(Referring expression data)
******

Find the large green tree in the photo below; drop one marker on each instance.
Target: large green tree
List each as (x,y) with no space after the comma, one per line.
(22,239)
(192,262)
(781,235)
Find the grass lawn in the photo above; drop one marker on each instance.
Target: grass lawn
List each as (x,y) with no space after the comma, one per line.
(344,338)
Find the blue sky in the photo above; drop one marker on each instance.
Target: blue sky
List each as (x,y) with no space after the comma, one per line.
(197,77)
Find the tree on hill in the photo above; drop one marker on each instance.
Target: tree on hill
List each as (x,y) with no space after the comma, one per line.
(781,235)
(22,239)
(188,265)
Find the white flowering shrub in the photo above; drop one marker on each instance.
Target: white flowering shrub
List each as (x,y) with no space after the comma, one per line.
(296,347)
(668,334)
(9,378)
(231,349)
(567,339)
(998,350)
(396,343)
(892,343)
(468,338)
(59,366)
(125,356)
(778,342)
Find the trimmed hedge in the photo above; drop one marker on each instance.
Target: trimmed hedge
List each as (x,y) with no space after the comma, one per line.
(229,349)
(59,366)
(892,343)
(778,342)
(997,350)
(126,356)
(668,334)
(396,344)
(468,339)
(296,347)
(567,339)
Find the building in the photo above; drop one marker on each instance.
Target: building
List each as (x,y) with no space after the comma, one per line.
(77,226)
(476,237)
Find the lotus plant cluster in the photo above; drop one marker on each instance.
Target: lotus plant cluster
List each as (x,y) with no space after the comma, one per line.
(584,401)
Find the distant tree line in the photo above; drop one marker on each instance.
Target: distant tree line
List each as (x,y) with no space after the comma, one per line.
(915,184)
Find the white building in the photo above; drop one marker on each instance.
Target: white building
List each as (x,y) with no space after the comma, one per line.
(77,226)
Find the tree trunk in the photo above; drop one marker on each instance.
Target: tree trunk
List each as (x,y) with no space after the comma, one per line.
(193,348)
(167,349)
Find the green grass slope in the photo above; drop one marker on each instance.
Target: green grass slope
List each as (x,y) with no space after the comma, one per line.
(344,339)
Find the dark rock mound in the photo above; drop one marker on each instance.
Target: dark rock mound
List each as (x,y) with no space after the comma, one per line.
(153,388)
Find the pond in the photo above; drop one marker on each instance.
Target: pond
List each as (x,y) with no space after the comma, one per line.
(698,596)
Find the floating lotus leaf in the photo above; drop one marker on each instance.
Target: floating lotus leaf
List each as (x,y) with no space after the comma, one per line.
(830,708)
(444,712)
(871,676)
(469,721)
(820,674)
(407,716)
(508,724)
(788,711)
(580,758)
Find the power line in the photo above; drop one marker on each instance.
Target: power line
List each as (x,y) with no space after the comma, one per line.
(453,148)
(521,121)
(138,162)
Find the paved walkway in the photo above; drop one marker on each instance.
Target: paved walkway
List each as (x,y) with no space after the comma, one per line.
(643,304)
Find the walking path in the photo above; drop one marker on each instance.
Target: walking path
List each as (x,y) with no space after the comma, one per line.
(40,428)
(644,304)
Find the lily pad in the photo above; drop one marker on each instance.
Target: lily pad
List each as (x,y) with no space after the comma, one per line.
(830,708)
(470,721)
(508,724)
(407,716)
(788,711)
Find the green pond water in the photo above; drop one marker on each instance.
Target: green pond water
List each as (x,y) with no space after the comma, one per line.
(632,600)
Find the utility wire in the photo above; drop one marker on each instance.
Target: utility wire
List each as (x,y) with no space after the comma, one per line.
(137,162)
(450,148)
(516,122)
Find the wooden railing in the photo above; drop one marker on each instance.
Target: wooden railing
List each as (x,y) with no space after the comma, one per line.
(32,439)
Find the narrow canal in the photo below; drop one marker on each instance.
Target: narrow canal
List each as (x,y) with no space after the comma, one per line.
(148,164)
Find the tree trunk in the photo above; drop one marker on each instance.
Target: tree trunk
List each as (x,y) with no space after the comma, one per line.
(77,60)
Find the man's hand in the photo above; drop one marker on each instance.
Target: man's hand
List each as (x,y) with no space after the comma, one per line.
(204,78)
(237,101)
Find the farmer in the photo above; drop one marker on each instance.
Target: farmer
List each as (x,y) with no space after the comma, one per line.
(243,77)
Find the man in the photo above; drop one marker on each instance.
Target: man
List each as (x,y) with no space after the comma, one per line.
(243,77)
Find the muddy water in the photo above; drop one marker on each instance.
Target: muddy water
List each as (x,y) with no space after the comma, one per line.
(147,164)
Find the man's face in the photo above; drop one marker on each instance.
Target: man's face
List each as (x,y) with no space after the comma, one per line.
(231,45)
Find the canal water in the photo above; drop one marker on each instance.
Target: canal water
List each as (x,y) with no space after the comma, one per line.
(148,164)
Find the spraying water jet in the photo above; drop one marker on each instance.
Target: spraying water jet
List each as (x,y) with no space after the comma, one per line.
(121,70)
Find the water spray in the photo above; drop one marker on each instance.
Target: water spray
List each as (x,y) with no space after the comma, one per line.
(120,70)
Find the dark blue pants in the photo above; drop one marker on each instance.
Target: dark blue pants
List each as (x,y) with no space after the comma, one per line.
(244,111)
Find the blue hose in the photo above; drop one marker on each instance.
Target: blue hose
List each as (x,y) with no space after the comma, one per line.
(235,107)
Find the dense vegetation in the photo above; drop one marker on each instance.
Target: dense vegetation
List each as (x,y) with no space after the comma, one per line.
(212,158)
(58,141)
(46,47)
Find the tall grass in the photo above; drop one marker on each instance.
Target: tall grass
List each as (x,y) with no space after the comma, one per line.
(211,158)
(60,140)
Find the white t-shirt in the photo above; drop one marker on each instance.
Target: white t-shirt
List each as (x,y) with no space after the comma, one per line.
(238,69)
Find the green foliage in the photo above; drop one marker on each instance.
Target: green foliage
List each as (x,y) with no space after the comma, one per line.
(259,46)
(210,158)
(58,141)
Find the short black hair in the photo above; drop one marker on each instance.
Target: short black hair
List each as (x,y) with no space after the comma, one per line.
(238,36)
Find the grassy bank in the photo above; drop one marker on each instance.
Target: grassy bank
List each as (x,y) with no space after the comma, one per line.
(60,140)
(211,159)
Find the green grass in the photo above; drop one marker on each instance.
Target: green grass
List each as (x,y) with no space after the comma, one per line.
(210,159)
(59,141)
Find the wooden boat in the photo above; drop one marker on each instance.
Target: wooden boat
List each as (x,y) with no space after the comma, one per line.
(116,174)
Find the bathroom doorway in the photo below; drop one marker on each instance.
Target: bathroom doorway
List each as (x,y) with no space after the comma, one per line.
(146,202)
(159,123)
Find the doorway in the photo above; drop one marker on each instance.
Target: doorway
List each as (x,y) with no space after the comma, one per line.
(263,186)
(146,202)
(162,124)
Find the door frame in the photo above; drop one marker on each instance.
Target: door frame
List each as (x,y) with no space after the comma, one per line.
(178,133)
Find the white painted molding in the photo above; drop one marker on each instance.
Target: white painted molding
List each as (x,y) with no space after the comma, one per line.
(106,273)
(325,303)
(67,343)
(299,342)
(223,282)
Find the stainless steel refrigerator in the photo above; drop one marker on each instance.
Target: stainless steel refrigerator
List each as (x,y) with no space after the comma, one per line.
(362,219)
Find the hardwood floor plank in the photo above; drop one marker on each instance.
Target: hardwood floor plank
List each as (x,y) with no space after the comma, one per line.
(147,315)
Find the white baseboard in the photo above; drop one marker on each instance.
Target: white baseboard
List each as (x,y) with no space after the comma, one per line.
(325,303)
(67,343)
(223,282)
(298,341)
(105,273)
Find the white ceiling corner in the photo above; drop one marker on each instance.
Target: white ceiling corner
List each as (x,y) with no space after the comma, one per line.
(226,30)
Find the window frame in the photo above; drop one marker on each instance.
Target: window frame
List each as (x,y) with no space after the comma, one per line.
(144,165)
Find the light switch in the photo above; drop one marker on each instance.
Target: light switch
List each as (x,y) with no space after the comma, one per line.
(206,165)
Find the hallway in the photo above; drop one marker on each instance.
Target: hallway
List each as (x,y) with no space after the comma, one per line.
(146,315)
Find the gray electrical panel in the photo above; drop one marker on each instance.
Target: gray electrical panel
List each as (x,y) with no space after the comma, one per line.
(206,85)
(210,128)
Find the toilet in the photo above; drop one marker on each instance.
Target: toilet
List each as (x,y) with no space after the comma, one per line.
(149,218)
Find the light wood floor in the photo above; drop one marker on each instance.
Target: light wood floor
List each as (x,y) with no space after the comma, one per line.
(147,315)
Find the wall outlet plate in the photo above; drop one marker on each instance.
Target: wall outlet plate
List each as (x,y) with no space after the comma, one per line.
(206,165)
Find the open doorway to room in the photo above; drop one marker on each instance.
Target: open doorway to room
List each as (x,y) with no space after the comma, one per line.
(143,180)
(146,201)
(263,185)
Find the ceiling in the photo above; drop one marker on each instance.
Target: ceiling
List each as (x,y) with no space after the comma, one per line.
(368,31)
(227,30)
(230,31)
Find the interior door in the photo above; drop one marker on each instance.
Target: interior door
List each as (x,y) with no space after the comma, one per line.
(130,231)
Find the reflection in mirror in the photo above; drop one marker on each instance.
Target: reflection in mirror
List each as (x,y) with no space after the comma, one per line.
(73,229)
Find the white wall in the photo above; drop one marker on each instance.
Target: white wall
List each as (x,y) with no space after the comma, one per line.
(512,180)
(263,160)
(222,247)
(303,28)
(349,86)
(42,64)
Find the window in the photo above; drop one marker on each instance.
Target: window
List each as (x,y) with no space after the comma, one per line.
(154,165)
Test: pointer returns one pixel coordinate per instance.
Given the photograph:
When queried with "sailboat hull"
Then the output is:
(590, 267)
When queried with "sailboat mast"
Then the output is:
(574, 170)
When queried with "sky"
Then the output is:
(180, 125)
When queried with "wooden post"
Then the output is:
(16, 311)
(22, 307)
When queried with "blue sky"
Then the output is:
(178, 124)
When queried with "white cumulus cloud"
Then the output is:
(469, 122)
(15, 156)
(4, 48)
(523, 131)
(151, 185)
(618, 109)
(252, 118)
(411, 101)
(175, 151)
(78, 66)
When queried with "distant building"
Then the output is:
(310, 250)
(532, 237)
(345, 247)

******

__What is expected__: Please copy, word for word, every line from the first line of the records through the line containing "Find the white flowering", with both of those lines included and nothing else.

__Your solution__:
Find the large green tree in the photo below; drop one marker on each instance.
Target: large green tree
List each as (x,y) with no space after the comma, one per line.
(22,239)
(192,262)
(781,235)
Find the grass lawn in the photo above; drop one marker on each instance.
Target: grass lawn
List each as (x,y) with no space after the comma, one per line.
(344,338)
Find the blue sky in the photo above; drop one marker on each instance.
Target: blue sky
List each as (x,y) with no space after the comma, one per line.
(197,77)
Find the tree on hill in the photo above; drop one marker on each instance.
Target: tree on hill
List each as (x,y) with no space after the comma, one per line.
(781,235)
(22,239)
(188,265)
Find the white flowering shrub in the photo above; drop one marker on each instance.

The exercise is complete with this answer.